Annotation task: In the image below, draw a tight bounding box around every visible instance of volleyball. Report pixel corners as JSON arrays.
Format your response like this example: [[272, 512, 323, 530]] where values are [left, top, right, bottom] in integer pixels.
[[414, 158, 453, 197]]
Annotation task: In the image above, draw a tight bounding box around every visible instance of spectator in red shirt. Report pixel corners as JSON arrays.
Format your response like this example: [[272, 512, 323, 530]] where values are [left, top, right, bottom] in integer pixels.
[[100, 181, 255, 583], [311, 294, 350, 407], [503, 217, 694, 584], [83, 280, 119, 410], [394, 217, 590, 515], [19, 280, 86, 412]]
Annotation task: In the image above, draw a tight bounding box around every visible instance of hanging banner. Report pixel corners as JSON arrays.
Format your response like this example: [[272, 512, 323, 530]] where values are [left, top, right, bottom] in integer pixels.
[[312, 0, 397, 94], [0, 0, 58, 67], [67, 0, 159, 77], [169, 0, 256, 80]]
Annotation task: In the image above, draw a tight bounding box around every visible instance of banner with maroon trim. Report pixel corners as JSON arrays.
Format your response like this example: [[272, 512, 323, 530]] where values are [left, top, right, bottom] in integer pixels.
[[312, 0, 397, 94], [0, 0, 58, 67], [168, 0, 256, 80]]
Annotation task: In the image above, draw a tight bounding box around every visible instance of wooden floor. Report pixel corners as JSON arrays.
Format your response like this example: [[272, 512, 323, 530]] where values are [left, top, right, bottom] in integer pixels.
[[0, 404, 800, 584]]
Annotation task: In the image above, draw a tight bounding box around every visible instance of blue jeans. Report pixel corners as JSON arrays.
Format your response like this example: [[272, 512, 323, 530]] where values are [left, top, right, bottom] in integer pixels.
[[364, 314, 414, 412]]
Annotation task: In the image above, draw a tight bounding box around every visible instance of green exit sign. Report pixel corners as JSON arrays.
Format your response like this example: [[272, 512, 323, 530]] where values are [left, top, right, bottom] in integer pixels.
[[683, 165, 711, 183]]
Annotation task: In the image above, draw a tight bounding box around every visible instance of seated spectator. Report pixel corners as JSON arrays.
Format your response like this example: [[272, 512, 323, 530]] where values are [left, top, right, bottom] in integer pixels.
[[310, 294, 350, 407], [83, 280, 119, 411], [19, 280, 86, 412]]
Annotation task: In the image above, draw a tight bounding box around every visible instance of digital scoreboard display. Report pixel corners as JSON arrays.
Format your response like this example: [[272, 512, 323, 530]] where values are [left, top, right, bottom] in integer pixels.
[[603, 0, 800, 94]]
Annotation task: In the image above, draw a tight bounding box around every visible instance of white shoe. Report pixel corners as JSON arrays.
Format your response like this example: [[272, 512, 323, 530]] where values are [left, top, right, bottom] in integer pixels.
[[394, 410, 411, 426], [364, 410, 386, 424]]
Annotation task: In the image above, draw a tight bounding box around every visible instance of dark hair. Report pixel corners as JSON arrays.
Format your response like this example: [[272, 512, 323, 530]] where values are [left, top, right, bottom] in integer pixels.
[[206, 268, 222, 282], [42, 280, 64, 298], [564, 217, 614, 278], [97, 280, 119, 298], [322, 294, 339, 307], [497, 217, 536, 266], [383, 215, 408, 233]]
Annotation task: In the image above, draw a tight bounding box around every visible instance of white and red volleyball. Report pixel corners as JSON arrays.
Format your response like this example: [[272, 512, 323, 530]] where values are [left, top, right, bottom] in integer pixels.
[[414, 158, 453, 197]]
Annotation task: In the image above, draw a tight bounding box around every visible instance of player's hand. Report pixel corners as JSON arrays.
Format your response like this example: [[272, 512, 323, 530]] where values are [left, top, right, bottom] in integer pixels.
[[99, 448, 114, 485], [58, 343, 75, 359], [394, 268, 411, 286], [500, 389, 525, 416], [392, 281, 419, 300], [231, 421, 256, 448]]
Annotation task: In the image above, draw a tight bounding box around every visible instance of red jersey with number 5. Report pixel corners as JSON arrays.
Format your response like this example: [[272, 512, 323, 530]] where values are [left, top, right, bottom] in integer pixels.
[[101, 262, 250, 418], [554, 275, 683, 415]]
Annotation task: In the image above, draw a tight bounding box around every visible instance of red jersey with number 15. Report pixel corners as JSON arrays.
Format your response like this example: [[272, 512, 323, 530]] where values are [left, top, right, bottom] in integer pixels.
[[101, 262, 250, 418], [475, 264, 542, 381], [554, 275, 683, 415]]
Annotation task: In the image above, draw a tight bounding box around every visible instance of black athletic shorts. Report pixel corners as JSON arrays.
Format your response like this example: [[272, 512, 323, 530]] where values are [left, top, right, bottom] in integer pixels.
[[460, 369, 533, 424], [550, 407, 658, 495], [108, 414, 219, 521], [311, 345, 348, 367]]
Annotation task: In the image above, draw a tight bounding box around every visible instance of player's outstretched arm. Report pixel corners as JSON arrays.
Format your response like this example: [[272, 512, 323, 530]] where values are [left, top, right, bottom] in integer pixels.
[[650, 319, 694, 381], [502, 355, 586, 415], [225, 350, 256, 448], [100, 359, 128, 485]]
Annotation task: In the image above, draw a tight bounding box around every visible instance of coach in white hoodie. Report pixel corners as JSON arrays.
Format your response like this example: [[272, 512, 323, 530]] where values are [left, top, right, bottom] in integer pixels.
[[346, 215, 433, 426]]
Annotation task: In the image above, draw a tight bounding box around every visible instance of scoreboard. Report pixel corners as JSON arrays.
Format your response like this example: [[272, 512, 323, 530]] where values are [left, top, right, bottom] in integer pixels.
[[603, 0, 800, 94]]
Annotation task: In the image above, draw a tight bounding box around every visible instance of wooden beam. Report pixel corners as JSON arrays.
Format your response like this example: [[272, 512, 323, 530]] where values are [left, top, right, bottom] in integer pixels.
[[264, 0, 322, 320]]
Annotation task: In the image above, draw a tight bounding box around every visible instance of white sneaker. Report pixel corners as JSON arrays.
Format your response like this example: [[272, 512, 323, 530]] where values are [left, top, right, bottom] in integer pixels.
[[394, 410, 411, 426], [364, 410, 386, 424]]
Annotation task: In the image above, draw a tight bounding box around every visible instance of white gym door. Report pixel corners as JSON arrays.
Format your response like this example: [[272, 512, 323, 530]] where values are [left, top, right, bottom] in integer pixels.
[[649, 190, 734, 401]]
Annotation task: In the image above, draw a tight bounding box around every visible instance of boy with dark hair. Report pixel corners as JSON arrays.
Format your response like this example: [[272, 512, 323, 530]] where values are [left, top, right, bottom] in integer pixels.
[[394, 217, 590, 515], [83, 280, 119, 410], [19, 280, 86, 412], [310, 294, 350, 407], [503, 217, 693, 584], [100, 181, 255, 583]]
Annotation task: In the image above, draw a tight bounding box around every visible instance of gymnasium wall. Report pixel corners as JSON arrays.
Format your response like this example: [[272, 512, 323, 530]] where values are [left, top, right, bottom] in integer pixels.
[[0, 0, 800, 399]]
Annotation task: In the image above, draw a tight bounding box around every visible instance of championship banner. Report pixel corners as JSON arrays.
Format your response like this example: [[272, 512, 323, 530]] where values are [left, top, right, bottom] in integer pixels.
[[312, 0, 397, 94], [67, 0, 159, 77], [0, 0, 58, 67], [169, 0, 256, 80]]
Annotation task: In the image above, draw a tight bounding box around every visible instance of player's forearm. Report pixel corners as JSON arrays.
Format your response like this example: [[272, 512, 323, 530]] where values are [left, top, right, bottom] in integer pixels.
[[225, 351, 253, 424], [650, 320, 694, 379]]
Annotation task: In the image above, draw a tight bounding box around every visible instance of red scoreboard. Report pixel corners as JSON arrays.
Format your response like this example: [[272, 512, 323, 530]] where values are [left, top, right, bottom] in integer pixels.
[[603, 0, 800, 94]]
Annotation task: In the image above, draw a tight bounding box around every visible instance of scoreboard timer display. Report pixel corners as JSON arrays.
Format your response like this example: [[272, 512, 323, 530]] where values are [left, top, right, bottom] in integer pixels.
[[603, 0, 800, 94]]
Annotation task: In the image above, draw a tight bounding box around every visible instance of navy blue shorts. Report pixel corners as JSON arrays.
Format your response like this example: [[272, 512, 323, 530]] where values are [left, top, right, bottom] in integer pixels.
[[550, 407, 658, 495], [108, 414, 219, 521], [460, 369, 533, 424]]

Task requirements: Please arrange the records from the line containing "athletic shorts. Report pixel corners as JSON arrays." through the line containing "[[346, 215, 433, 426]]" as a two-column CSV with the header input,output. Give each record one row, with its text under input and its answer under output, each in a single quoted field with line breaks turned into spaces.

Solution below:
input,output
"Annotation task: In the image above, draw a tight bounding box around every visible instance of black athletic shorts. Report pixel corners as JSON arrays. Format your response like this example: [[272, 512, 323, 530]] where values are [left, top, right, bottom] in integer pixels.","[[460, 369, 533, 424], [550, 407, 658, 495], [108, 414, 219, 521], [311, 345, 348, 367]]"
"Annotation task: In the image above, draw a tight bounding box around every visible instance of player's outstretched arm. Report pixel corners as JSON arrays. Format your response like this example: [[272, 512, 323, 530]] where values are [left, top, right, bottom] in integer pixels.","[[650, 319, 694, 381], [502, 355, 586, 415], [225, 350, 256, 448], [100, 359, 128, 485]]"
"Annotation task: In the image above, draw a tight bounding box around every visible instance of coach in white hoodie. Report pixel corners as JSON arrays. Format your response like this example: [[272, 512, 323, 530]] where values are [left, top, right, bottom] in integer pixels.","[[346, 215, 433, 426]]"